*Short exercise a:*
Report every line of the entries below that contains the word "pediment".

[Start of Reading passage]

This system utilizes a tether, such as a resistive or conductive
keychain, that when cut or tampered with alters its properties. An
associated battery powered microcontroller notes the event and
initiates communication with a key controller, either by contact
plates or via radio frequency, to alert security personnel,
activate alarms, and otherwise secure the lock. A disadvantage of
this system, as with other similar systems, is that it requires the
use of a storage battery to power the microcontroller. Storage
batteries increase cost, weight, and are not integratable.
Moreover, these batteries have a limited useful life, requiring
continual testing and replacement. In addition, the microcontroller
does not directly control the door lock, which instead requires a
key controller circuit that communicates with the microcontroller
and then provides commands to the other devices.
BRIEF SUMMARY OF THE INVENTION
[0011] The disclosed and claimed embodiments of the present
invention are directed to a method and device for input and output
control associated with a passive radio frequency device. In one
embodiment, an apparatus is provided that includes an antenna
configured to receive and send radio frequency signals; a receiver
circuit coupled to the antenna, and preferably configured to
operate from the power of the radio frequency signal; and a
microcontroller having input pins and output control pins. Ideally
the microcontroller operates from the power of the received signals
and generates output control signals responsive to signals from the
receiver circuit.
[0012] In accordance with another aspect of the present invention,
the microcontroller is battery-powered and is configured to wake up
in response to the interrogation signal. Preferably, the RF link
remains passive.
[0013] In accordance with a further aspect of the foregoing
embodiment, the device is part of a system that includes an
interrogator configured to transmit the radio frequency signals
with sufficient power to operate the receiver circuit, and
preferably the microcontroller, the radio-frequency signals
including control signals for having the microcontroller generate
output control signals to associated objects.
[0014] In accordance with yet another aspect of the foregoing
embodiment, the device is configured to provide backscatter
radio-frequency communication responsive to the received radio
signal. Such communication can include data regarding a condition,
such as temperature, or the status of an associated object, i.e.,
is it in an on or an off condition, has it changed location, and
the like.
[0015] In accordance with another embodiment of the invention, a
device is provided for input and output control utilizing two-way
radio frequency communication, the device having an antenna
configured to receive radio frequency signals; a receiver circuit
coupled to the antenna and configured to operate from the power of
the radio frequency signal; and a microcontroller having input pins
and output control pins and configured to operate on either the
power from signals received from the receiver circuit, an energy
storage device, or both, and to receive input signals from one or
more associated sensors and to generate output control signals
responsive to the input signals from the one or more sensors, the
output signal operative to control one or more associated
objects.
[0016] In accordance with another aspect of the foregoing
embodiment, a system is provided that includes the foregoing device
and an interrogator configured to generate the radio frequency
signals and to receive signals from the device regarding the
condition of the apparatus, which can include input signals from
the one or more sensors, the output control signals, and the status
of the one or more associated objects.

[End of Reading passage]
[Start of Material for the task]

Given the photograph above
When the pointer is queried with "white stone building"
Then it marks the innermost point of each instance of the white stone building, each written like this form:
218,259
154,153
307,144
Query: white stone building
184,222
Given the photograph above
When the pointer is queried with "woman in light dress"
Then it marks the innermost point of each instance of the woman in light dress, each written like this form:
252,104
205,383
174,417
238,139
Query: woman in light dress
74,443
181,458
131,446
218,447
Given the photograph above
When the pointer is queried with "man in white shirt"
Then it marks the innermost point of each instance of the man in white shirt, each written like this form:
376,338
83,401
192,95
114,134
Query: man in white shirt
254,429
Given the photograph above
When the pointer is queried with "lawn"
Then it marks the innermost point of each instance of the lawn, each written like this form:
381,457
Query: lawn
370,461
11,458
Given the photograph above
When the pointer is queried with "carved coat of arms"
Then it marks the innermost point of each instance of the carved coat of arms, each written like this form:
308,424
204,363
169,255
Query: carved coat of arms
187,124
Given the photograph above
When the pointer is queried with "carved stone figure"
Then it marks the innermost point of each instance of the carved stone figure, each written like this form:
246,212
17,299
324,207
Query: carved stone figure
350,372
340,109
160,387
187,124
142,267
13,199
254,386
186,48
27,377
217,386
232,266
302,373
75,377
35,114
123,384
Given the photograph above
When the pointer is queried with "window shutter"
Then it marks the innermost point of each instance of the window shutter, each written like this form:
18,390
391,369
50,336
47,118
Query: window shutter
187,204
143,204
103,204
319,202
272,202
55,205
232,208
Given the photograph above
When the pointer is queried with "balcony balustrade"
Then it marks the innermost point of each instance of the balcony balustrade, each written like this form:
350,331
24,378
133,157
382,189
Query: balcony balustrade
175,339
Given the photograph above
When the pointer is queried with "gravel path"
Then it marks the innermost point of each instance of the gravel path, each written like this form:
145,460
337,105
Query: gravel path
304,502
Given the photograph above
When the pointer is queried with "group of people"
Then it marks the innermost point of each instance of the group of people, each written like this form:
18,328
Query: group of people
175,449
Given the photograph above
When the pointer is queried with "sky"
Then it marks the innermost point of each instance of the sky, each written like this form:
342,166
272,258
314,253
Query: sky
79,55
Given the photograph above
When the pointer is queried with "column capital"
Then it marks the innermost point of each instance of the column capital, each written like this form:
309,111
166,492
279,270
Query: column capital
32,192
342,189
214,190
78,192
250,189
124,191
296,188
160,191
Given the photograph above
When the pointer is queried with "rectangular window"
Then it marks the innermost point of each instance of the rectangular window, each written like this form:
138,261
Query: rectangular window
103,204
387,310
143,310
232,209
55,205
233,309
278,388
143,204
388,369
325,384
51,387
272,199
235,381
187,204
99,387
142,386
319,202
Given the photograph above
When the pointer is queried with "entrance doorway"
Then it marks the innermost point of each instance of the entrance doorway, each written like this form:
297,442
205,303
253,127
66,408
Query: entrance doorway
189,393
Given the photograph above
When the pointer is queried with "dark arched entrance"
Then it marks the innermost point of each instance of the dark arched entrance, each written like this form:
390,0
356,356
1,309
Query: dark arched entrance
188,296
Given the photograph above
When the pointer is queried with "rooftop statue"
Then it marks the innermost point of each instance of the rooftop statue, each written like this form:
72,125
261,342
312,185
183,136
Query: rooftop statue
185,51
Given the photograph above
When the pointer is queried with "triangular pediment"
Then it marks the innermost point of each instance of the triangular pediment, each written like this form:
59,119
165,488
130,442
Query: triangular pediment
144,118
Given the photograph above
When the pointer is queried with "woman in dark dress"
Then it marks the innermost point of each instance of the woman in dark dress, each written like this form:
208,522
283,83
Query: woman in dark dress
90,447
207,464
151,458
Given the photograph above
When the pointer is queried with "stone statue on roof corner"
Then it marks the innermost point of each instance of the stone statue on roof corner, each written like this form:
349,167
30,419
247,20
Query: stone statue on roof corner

[End of Material for the task]

*Short exercise b:*
Continue the patent passage on passive radio frequency input and output control from the point where it stops.

*Exercise output a:*
When the pointer is queried with "triangular pediment"
Then it marks the innermost point of each instance of the triangular pediment, each written like this form:
Query: triangular pediment

*Exercise output b:*
[0017] In accordance with yet another embodiment of the present
invention a device is provided for input and output control
utilizing two-way radio frequency communication, the device having
an antenna configured to receive and send radio frequency signals;
a receiver circuit coupled to the antenna and configured to operate
from the power of the received radio frequency signals; and a
microcontroller configured to operate from the power of the radio
frequency signals at the receiver circuit and to generate output
control signals responsive to the radio frequency signals. Ideally
the microcontroller is configured to respond to a lack of power
from the receiver circuit to shut off an associated object, such as
when the power from the receiver circuit drops below a
predetermined level; and further to activate the associated object
when the power from the receiver circuit is at or above a
predetermined level.
[0018] In accordance with the foregoing embodiment, a system is
provided that includes the device and an interrogator configured to
generate the radio frequency signals with sufficient power to
operate the receiver circuit and the microcontroller. Ideally, the
interrogator is configured to receive backscattered signals from
the device that can include information regarding the status of one
or more associated objects or of a condition.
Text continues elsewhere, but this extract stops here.